# PASSAGE SHOWN:
= = = = =

Showing posts with label Server reponse codes. Show all posts
Showing posts with label Server reponse codes. Show all posts

Tuesday, 26 January 2016

Integrity and Scrutiny displaying a 200 code for a url that doesn't exist

This problem is specific to the user (ie someone else somewhere else may correctly get an error reported for the same url). When pasted into the browser (or visited from within Integrity or Scrutiny) a page is shown, branded with the internet provider's logo, with a search box and maybe some advertising. 

What's happening? 

The user's internet service provider is recognising that the server being requested doesn't exist, and is 'helpfully' displaying something it considers more useful. My own provider says (quote from their website) "this service is provided free and is designed to enhance the surfing experience by reducing the frustration caused by error pages".

(Note the advertising - your provider is making money out of this.)

The content of the page they provide is neither helpful nor unhelpful, but the 200 code they return with the page is decidedly unhelpful when we're trying to crawl a website and find problems. A web crawler like Integrity or Scrutiny can only know that there's a problem with a link by the server response code.

Personally I think this practice is wrong. If you request a url where the server doesn't exist, it's incorrect to be shown a page with a 200 code.

This is similar to a soft 404 because a 200 is being returned when a request is sent for a page that doesn't exist. I'm tempted to call this a 'soft 5xx' because 5 codes are server errors, although in this case, if there is no server, then we can't have a server response code.

What can we do?

I now know of two providers that offer to switch this service off. Do some digging, your provider may have a web page that allows you to switch this preference yourself. If not, contact them and ask them to switch it off. Integrity / Scrutiny will then behave as expected.

If that fails, then you can use Integrity / Scrutiny's 'soft 404' feature. (Preferences > Links) Find some unique text on the error page (maybe in the page title) and type part or all of that text into this box:


The problem urls will then be reported with a 'soft 404' status which is better than the 200.

Saturday, 23 January 2016

What happened to 'recheck bad links' in Integrity / Scrutiny?

Lots of people have missed this feature. 

Unfortunately it was always problematic. Besides bugs and problems with the actual implementation there were some more logical problems too. One example is if a user has 'fixed' an outdated link by removing it from the page. Scrutiny would simply re-test the url it has and continue to report it as a bad link. The fix for this is convoluted. Given that the user may have altered anything on the site since the scan, it's slightly flawed in principle to simply re-check urls that Scrutiny is holding.

There's often a more specific reason for wanting the feature rather than a broad-brush 'recheck all bad links'. For example, the server may have given a few 50x's at a particular point and the user just wants to re-check those. Or the user has fixed a specific link, or links on a specific page.

After working with a user on this, we found a solution that answered the above requirements, while being more sensible in principle. 

From Scrutiny 6.2.1 (and soon in Integrity 6 too) the Links views (by link, by page and by status) allow multiple selection. Context menus then give access to 'Mark as fixed' and 'Re-check selected'.

= = = = =

# OBJECTIVE 1:
Please turn the stretch of the listing from its first line through the line containing "[262,194,304,205]" into a JSON list of strings, one string per line, with blank lines omitted.

= = = = =

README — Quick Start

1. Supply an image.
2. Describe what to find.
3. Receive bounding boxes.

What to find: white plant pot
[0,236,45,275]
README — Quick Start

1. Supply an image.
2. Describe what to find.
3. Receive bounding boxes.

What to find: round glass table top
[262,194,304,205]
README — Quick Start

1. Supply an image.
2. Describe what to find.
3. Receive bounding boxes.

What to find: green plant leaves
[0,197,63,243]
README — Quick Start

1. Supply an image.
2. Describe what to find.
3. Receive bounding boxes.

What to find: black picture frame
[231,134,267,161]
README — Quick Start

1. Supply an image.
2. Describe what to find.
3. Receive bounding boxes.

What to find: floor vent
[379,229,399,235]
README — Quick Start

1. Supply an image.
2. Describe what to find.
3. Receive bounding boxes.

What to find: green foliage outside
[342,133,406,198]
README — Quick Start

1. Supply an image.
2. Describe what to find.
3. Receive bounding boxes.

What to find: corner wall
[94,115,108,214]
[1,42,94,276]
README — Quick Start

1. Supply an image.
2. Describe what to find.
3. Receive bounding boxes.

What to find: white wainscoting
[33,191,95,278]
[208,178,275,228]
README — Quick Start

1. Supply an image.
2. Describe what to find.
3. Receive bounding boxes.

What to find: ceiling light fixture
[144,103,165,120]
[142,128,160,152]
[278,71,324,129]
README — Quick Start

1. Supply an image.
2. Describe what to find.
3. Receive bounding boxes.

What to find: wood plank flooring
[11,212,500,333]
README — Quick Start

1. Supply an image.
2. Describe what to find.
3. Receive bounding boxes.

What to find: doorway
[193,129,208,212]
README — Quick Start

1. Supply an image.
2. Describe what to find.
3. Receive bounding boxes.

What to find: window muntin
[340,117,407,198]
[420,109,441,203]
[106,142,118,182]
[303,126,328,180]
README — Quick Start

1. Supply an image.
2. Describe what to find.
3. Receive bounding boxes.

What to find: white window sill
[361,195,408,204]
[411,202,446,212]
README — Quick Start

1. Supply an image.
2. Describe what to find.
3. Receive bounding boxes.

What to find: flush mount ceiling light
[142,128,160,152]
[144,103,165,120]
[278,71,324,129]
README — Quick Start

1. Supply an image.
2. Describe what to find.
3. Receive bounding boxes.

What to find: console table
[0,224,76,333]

= = = = =

# OBJECTIVE 2:
In the post on Integrity and Scrutiny, from which Scrutiny version onward do the Links views allow multiple selection?

# EXERCISE RESULT 1:
[
  "README — Quick Start",
  "1. Supply an image.",
  "2. Describe what to find.",
  "3. Receive bounding boxes.",
  "What to find: white plant pot",
  "[0,236,45,275]",
  "README — Quick Start",
  "1. Supply an image.",
  "2. Describe what to find.",
  "3. Receive bounding boxes.",
  "What to find: round glass table top",
  "[262,194,304,205]"
]

# EXERCISE RESULT 2:
Scrutiny 6.2.1